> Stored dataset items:
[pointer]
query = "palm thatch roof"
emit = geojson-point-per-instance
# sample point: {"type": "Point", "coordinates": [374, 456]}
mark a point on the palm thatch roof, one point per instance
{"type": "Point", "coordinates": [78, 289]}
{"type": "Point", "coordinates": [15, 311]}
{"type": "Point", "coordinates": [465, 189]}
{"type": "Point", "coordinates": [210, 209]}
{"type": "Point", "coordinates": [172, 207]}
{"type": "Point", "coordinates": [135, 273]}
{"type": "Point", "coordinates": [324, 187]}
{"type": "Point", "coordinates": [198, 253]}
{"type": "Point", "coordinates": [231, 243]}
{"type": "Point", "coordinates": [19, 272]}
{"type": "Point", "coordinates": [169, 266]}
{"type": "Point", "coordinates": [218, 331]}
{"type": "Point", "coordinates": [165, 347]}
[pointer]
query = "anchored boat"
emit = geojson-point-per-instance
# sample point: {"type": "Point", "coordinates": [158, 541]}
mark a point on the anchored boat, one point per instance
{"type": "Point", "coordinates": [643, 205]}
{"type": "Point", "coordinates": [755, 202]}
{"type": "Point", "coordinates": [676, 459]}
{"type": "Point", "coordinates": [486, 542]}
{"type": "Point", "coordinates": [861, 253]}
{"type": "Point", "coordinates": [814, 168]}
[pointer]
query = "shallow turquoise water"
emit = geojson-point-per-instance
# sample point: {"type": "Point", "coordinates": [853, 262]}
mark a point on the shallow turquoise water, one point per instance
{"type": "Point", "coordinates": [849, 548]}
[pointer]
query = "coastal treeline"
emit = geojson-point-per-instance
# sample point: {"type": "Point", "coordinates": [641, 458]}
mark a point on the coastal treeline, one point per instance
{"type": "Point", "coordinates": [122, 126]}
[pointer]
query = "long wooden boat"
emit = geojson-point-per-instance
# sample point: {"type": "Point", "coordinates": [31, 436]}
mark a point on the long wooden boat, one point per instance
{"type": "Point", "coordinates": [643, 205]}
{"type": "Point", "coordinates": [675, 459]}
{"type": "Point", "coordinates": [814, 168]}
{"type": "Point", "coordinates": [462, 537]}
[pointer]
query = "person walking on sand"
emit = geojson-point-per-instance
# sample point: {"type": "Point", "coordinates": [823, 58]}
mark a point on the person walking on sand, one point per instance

> WHAT TO DO:
Select every line in the entries above that contains the word "walking", matching its case exactly.

> FULL ANSWER:
query = "person walking on sand"
mark a point on the person walking on sand, one point per instance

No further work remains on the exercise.